## SOURCE EXCERPT:

The radix-2 FFT works by splitting a size-$N$ DFT into two size-$\frac{N}{2}$ DFTs. (Because the cost of a naive DFT is proportional to $N^2$, cutting the problem in half will cut this cost, maybe, in half. Two size-$\frac{N}{2}$ DFTs appear to cost less than one size-$N$ DFT.


The Decimation-in-Time FFT splits the two DFTs into even and odd-indexed input samples:

$$\begin{align} X[k] \ &\triangleq \sum\limits_{n=0}^{N-1} x[n] \, e^{-j 2 \pi \frac{nk}{N}} \\ \\ &= \sum\limits_{n\text{ even}} x[n] \, e^{-j 2 \pi \frac{nk}{N}} + \sum\limits_{n\text{ odd}} x[n] \, e^{-j 2 \pi \frac{nk}{N}} \\ \\ &= \sum\limits_{m=0}^{\frac{N}{2}-1} x[2m] \, e^{-j 2 \pi \frac{(2m)k}{N}} + \sum\limits_{m=0}^{\frac{N}{2}-1} x[2m+1] \, e^{-j 2 \pi \frac{(2m+1)k}{N}} \\ \\ &= \sum\limits_{m=0}^{\frac{N}{2}-1} x[2m] \, e^{-j 2 \pi \frac{mk}{N/2}} + e^{-j 2 \pi \frac{k}{N}} \sum\limits_{m=0}^{\frac{N}{2}-1} x[2m+1] \, e^{-j 2 \pi \frac{mk}{N/2}} \\ \\ \end{align}$$

This shows that if the evens are stuffed into one DFT and the odds are stuffed into another DFT, that the results of the two DFTs can be combined by multiplying the result of the right-hand (odd) DFT with a single factor $ e^{-j 2 \pi \frac{k}{N}} $ and added to the left-hand (even) DFT. The result for the two frequencies $X[k]$ and $X[k+\tfrac{N}{2}]$ are the same except the right hand term is subtracted than added.

$$\begin{align} X[k] &= \sum\limits_{m=0}^{\frac{N}{2}-1} x[2m] \, e^{-j 2 \pi \frac{mk}{N/2}} + e^{-j 2 \pi \frac{k}{N}} \sum\limits_{m=0}^{\frac{N}{2}-1} x[2m+1] \, e^{-j 2 \pi \frac{mk}{N/2}} \\ \\ X[k+\tfrac{N}{2}] &= \sum\limits_{m=0}^{\frac{N}{2}-1} x[2m] \, e^{-j 2 \pi \frac{mk}{N/2}} - e^{-j 2 \pi \frac{k}{N}} \sum\limits_{m=0}^{\frac{N}{2}-1} x[2m+1] \, e^{-j 2 \pi \frac{mk}{N/2}} \\ \end{align}$$

This shows how the butterflies are defined on the last pass of the FFT.

## WRITTEN EXERCISE A:
In the FFT excerpt, substitute "combining steps" for "butterflies" and write out the passage starting at "This shows that" and ending at "of the FFT.".
## WRITTEN EXERCISE B:
Answer these questions from the FFT excerpt:
(i) Into what does the radix-2 FFT split a size-N DFT?
(ii) How does the Decimation-in-Time FFT split the two DFTs?
(iii) How does the result for X[k+N/2] differ from the result for X[k]?
## WRITTEN EXERCISE C:
Put this sentence from the FFT excerpt into Spanish: "This shows how the butterflies are defined on the last pass of the FFT."
The lines after this FFT excerpt are separate material.

## SUPPLIED MATERIAL:

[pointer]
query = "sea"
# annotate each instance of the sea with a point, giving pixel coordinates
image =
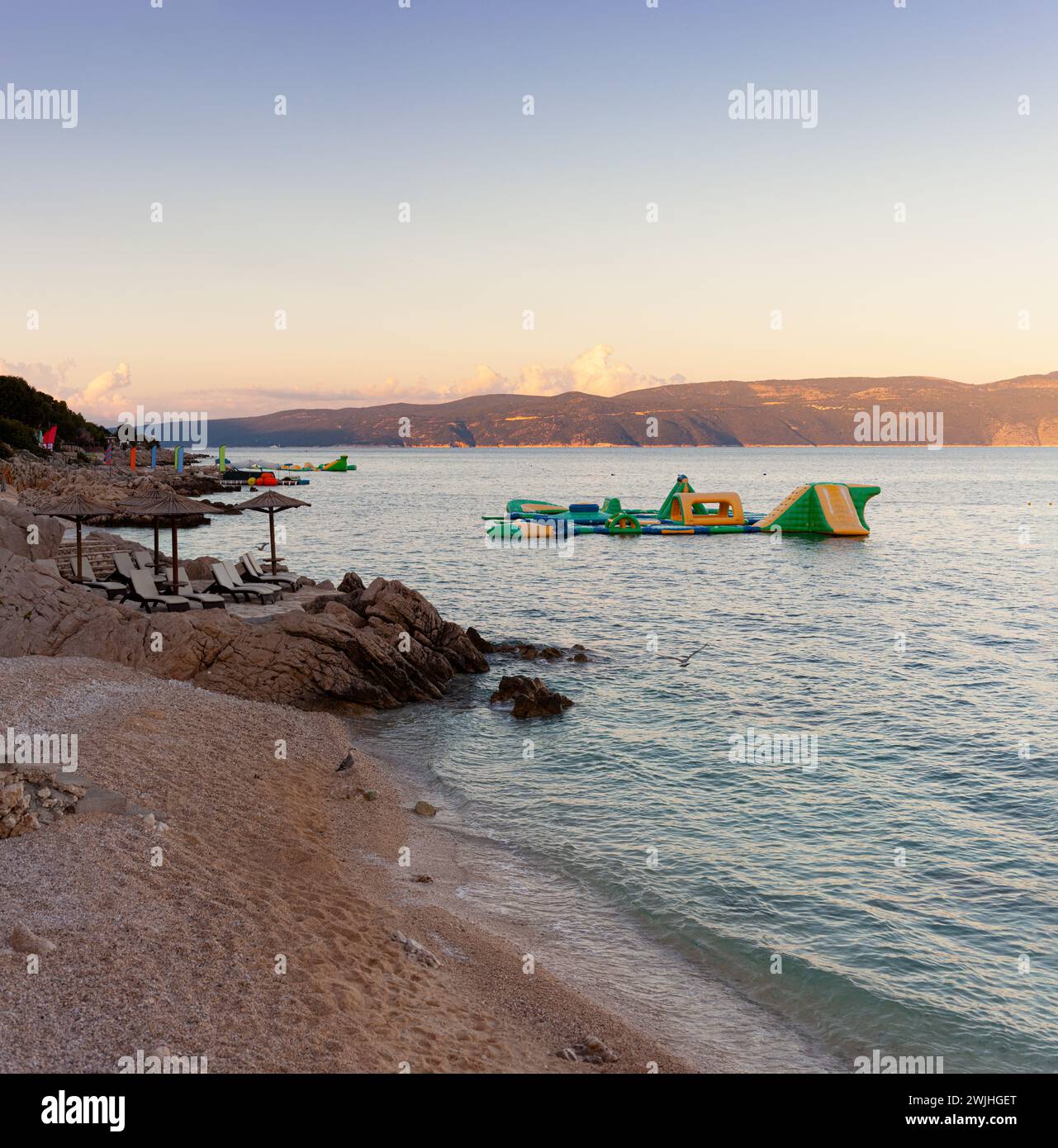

## FULL RESPONSE A:
This shows that if the evens are stuffed into one DFT and the odds are stuffed into another DFT, that the results of the two DFTs can be combined by multiplying the result of the right-hand (odd) DFT with a single factor $ e^{-j 2 \pi \frac{k}{N}} $ and added to the left-hand (even) DFT. The result for the two frequencies $X[k]$ and $X[k+\tfrac{N}{2}]$ are the same except the right hand term is subtracted than added.

$$\begin{align} X[k] &= \sum\limits_{m=0}^{\frac{N}{2}-1} x[2m] \, e^{-j 2 \pi \frac{mk}{N/2}} + e^{-j 2 \pi \frac{k}{N}} \sum\limits_{m=0}^{\frac{N}{2}-1} x[2m+1] \, e^{-j 2 \pi \frac{mk}{N/2}} \\ \\ X[k+\tfrac{N}{2}] &= \sum\limits_{m=0}^{\frac{N}{2}-1} x[2m] \, e^{-j 2 \pi \frac{mk}{N/2}} - e^{-j 2 \pi \frac{k}{N}} \sum\limits_{m=0}^{\frac{N}{2}-1} x[2m+1] \, e^{-j 2 \pi \frac{mk}{N/2}} \\ \end{align}$$

This shows how the combining steps are defined on the last pass of the FFT.

## FULL RESPONSE B:
(i) Into two size-N/2 DFTs.
(ii) Into even and odd-indexed input samples.
(iii) The right-hand term is subtracted rather than added.

## FULL RESPONSE C:
Esto muestra cómo se definen las mariposas en la última pasada de la FFT.